◆ Exercise directions ◆
Gather every line of the rows below that contains the word "bare", copying each such line in full. Case counts, so match capital and small letters exactly.

◆ Data extract ◆
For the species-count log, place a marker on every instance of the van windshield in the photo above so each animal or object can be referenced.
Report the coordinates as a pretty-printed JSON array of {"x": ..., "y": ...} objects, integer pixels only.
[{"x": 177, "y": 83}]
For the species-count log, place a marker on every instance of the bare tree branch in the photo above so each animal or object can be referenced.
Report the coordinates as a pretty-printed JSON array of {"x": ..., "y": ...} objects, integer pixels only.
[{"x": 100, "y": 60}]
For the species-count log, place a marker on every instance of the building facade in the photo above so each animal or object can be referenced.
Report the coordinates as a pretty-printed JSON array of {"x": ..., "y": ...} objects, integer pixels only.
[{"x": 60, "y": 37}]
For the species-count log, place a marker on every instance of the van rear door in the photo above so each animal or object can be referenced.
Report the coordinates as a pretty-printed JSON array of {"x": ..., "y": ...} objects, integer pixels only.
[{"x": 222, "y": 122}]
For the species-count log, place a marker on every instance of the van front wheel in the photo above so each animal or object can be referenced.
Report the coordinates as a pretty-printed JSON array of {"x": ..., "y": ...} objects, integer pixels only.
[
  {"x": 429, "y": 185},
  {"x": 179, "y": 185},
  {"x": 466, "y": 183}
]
...
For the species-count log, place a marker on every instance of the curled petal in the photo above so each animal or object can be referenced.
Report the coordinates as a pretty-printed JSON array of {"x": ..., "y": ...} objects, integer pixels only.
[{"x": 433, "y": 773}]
==
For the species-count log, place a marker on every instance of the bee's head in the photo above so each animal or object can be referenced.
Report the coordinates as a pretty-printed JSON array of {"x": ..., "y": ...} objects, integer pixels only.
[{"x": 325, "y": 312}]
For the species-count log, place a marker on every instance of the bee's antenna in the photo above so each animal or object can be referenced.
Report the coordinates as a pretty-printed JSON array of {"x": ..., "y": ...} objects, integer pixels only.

◆ Written answer ◆
For the species-count log, place a marker on every instance of the bare tree branch in the photo above so each animal or object can be referenced.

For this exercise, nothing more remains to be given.